Exercise instructions
The expected response is a copy of every line in the entries below that includes the word "cloud".

** Opening Records shown block **

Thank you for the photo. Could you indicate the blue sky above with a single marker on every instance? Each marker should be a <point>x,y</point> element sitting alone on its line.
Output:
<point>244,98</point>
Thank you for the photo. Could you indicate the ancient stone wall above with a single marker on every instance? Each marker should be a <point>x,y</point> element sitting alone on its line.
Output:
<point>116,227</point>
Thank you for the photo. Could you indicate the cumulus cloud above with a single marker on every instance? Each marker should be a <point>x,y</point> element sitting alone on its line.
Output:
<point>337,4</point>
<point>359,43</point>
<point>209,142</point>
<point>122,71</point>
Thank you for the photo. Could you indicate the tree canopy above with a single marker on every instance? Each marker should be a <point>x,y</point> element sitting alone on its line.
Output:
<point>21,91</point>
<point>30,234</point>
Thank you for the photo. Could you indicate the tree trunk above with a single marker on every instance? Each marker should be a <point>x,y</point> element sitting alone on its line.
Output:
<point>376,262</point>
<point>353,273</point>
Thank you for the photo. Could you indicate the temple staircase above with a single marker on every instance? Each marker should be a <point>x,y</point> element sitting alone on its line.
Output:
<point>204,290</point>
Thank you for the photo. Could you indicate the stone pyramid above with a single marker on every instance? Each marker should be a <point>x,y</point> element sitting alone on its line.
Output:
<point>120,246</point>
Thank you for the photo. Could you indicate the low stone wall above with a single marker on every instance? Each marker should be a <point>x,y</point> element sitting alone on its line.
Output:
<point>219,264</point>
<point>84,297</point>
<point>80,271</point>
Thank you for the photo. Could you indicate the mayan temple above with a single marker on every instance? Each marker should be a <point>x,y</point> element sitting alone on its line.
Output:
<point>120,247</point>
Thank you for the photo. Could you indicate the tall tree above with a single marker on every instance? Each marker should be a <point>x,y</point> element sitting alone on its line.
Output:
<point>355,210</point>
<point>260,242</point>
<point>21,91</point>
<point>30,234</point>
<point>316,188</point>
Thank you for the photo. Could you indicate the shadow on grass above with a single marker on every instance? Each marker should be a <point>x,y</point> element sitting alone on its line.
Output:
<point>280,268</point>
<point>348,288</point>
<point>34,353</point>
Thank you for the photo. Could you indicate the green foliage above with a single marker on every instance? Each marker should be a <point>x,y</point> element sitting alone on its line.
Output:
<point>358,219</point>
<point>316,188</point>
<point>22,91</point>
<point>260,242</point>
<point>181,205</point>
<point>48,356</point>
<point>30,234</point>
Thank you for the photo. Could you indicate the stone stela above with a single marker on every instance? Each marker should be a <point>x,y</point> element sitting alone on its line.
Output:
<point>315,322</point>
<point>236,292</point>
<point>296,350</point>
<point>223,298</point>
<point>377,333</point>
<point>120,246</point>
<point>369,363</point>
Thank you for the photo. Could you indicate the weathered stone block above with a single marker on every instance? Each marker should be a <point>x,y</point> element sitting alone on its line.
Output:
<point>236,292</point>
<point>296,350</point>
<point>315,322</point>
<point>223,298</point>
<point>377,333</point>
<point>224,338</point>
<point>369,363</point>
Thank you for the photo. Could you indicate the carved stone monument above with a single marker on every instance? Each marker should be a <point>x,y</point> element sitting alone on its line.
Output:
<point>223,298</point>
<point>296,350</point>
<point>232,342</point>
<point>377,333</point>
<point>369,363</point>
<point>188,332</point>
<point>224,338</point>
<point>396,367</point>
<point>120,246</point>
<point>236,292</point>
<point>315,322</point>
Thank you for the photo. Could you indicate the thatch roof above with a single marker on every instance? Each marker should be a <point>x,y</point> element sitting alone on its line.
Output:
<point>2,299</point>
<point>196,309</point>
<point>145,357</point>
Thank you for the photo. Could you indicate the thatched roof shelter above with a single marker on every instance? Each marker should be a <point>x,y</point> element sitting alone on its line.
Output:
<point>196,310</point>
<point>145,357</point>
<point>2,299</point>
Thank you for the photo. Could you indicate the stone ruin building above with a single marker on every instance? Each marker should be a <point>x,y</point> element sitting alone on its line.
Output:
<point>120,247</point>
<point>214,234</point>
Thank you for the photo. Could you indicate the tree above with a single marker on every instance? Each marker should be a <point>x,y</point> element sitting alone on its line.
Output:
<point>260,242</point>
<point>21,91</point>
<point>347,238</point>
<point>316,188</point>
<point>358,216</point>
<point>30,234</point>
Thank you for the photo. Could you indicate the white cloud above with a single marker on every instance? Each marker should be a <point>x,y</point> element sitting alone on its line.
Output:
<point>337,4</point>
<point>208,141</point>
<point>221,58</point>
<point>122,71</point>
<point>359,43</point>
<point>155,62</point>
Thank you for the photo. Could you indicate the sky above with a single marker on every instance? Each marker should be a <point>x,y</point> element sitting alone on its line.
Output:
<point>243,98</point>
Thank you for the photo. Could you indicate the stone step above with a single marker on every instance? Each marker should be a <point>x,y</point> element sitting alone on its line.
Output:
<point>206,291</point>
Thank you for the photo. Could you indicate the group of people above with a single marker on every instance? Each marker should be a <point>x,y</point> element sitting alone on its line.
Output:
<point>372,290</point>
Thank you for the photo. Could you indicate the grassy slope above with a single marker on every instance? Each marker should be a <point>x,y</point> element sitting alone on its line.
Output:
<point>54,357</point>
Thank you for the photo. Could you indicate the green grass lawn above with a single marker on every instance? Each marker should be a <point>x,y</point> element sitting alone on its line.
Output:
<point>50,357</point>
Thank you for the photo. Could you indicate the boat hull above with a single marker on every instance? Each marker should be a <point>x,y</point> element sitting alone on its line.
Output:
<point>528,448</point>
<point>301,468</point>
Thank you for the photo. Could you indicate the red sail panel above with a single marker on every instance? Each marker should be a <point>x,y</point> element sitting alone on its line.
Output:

** Closing Records shown block **

Your solution
Thank you for the photo. Could you indicate the cumulus cloud above with a single marker on every instance? Each marker should be a <point>x,y</point> element sitting alone on its line.
Thank you for the photo. Could you indicate the white cloud above with a single marker on every instance? Each marker should be a <point>x,y</point> element sitting alone on its line.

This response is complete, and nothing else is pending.